Lucasoato1 hour ago
> Mutability

> By default, variables are mutable. You can enable Immutable by Default mode using a directive.

> //> immutable-by-default

> var x = 10; > // x = 20; // Error: x is immutable

> var mut y = 10; > y = 20; // OK

Wait, but this means that if I’m reading somebody’s code, I won’t know if variables are mutable or not unless I read the whole file looking for such directive. Imagine if someone even defined custom directives, that doesn’t make it readable.

andai47 minutes ago
Given an option that is configurable, why would the default setting be the one that increases probability of errors?

For some niches the answer is "because the convenience is worth it" (e.g. game jams). But I personally think the error prone option should be opt in for such cases.

Or to be blunt: correctness should not be opt-in. It should be opt-out.

I have considered such a flag for my future language, which I named #explode-randomly-at-runtime ;)

════

*Direction A*
Reproduce the listing word for word, from the line containing "rail, that would be a great help." down to the end of the listing, including both the first and last lines.
The listing that follows has nothing to do with the discussion of variable mutability above.

*Provided material*
════

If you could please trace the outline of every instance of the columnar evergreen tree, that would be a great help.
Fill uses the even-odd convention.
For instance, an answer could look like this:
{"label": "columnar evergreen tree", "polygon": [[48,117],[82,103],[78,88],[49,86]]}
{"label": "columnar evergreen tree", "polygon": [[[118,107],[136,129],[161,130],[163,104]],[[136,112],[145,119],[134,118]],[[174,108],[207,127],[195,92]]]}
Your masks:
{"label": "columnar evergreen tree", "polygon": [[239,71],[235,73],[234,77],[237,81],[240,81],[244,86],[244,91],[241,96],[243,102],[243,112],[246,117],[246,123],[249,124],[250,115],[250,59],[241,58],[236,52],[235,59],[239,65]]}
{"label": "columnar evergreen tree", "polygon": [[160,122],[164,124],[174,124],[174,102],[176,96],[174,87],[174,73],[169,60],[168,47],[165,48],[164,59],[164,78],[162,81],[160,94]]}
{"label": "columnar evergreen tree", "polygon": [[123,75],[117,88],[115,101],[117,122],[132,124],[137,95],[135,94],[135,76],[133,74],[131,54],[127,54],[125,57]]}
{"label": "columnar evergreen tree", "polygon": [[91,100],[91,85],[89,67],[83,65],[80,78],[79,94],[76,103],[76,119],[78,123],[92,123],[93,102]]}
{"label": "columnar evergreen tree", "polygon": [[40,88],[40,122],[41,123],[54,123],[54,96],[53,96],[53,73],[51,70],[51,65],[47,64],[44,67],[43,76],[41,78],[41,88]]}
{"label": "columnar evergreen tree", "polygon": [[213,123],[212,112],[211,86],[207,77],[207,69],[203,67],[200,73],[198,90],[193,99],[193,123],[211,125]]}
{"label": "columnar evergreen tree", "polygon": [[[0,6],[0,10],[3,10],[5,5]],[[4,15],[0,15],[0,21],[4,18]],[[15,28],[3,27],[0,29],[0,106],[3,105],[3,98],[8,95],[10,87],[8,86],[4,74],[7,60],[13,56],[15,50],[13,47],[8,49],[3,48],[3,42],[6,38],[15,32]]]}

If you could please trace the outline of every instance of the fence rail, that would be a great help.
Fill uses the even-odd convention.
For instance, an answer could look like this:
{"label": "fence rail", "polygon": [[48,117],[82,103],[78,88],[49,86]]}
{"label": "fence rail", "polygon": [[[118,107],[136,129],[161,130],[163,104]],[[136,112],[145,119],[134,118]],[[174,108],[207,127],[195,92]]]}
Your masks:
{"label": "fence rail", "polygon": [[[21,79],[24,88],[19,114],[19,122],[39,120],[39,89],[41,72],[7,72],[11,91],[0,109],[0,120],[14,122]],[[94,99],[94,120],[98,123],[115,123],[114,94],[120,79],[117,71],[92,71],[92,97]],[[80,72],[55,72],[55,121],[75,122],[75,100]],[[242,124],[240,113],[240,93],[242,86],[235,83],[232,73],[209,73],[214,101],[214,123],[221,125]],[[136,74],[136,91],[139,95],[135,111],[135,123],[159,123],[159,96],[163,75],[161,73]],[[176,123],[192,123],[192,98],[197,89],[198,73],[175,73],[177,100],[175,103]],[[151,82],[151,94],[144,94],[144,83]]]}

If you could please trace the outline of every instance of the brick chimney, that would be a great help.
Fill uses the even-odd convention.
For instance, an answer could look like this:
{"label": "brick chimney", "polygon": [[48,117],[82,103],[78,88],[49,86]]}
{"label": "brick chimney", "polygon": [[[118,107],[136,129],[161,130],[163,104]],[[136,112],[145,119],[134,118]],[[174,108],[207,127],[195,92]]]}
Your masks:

════

*Direction B*
In the discussion of variable mutability, what name did the last commenter give to a flag considered for a future language?

*Complete output A*
If you could please trace the outline of every instance of the fence rail, that would be a great help.
Fill uses the even-odd convention.
For instance, an answer could look like this:
{"label": "fence rail", "polygon": [[48,117],[82,103],[78,88],[49,86]]}
{"label": "fence rail", "polygon": [[[118,107],[136,129],[161,130],[163,104]],[[136,112],[145,119],[134,118]],[[174,108],[207,127],[195,92]]]}
Your masks:
{"label": "fence rail", "polygon": [[[21,79],[24,88],[19,114],[19,122],[39,120],[39,89],[41,72],[7,72],[11,91],[0,109],[0,120],[14,122]],[[94,99],[94,120],[98,123],[115,123],[114,94],[120,79],[117,71],[92,71],[92,97]],[[80,72],[55,72],[55,121],[75,122],[75,100]],[[242,124],[240,113],[240,93],[242,86],[235,83],[232,73],[209,73],[214,101],[214,123],[221,125]],[[136,74],[136,91],[139,95],[135,111],[135,123],[159,123],[159,96],[163,75],[161,73]],[[176,123],[192,123],[192,98],[197,89],[198,73],[175,73],[177,100],[175,103]],[[151,82],[151,94],[144,94],[144,83]]]}

If you could please trace the outline of every instance of the brick chimney, that would be a great help.
Fill uses the even-odd convention.
For instance, an answer could look like this:
{"label": "brick chimney", "polygon": [[48,117],[82,103],[78,88],[49,86]]}
{"label": "brick chimney", "polygon": [[[118,107],[136,129],[161,130],[163,104]],[[136,112],[145,119],[134,118]],[[174,108],[207,127],[195,92]]]}
Your masks:

*Complete output B*
#explode-randomly-at-runtime